Task
The records below must be transcribed precisely and in full.

----------------------------------------

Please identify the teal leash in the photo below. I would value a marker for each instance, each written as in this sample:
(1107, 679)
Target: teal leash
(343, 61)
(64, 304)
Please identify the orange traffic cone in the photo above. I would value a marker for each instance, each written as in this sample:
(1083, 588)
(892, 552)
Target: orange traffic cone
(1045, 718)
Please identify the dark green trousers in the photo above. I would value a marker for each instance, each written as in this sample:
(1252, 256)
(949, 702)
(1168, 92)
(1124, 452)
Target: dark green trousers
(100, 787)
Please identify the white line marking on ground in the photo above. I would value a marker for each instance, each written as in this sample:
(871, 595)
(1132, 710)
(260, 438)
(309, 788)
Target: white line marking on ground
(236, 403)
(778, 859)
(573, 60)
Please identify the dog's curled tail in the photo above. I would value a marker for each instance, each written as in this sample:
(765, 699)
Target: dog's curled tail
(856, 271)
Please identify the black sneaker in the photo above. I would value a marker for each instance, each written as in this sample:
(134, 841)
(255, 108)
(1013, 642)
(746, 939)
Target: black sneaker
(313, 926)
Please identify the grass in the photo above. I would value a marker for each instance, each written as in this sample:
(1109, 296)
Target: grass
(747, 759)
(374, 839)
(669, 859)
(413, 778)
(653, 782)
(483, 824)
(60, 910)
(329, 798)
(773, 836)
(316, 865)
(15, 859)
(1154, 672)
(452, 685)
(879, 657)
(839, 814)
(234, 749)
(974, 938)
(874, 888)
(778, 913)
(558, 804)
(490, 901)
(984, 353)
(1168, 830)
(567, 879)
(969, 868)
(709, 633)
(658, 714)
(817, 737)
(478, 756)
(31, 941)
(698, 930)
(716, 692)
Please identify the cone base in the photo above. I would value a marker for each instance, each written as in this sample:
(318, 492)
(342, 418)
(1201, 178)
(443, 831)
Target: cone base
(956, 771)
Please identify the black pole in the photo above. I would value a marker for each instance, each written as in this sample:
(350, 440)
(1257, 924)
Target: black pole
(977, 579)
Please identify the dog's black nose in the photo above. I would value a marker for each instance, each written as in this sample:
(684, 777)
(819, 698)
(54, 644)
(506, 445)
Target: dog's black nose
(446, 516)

----------------------------------------

Output for this task
Please identify the teal leash in the photo below. I would value a marker for each instance, each written as in this sample:
(1107, 679)
Target: teal leash
(343, 61)
(64, 304)
Please identify the orange traffic cone in the photo above. I would value a marker for each instance, each written as in this sample:
(1083, 588)
(892, 552)
Target: orange traffic cone
(1045, 718)
Please identify the dark green trousers in the photo above. I would value a marker for each instance, each written as in this sample:
(1252, 256)
(949, 702)
(1168, 92)
(1124, 452)
Target: dark green trousers
(100, 787)
Please identify the white line marking on ground in the photo above. I would value a marker for each instance, each written as in this sample:
(871, 595)
(1132, 710)
(260, 438)
(309, 788)
Target: white line marking on ground
(236, 403)
(778, 859)
(573, 60)
Please identify the dog's curled tail in the photo above. I would value a marker for each instance, each written as in this sample:
(765, 699)
Target: dog's curled tail
(856, 271)
Please identify the black sneaker in the photo above. I would value a marker for each instance, each written as in this sample:
(134, 841)
(255, 108)
(1013, 642)
(746, 939)
Target: black sneaker
(313, 926)
Please identify the grass in the photo above. I would value a marker for each instance, each written as in this sample:
(1109, 296)
Target: grass
(747, 759)
(374, 839)
(669, 859)
(413, 778)
(653, 782)
(483, 824)
(60, 910)
(329, 798)
(773, 836)
(316, 865)
(15, 859)
(1154, 672)
(452, 685)
(879, 657)
(839, 814)
(234, 749)
(974, 938)
(874, 888)
(778, 913)
(558, 804)
(490, 901)
(984, 353)
(1168, 830)
(567, 879)
(969, 868)
(709, 633)
(658, 714)
(817, 737)
(478, 756)
(31, 941)
(698, 930)
(716, 692)
Please identify the cone base in the photo above. I would value a marker for each instance, each written as in this sample:
(318, 492)
(342, 418)
(1201, 178)
(443, 831)
Target: cone base
(956, 771)
Please identify the black pole in the photo above. I would value a marker for each instance, each written as in this sample:
(350, 440)
(1257, 924)
Target: black pole
(977, 579)
Please identify the dog's black nose in the photo above. I would value a marker for each instance, each written as in this sample:
(684, 777)
(819, 698)
(54, 644)
(506, 445)
Target: dog's black nose
(446, 516)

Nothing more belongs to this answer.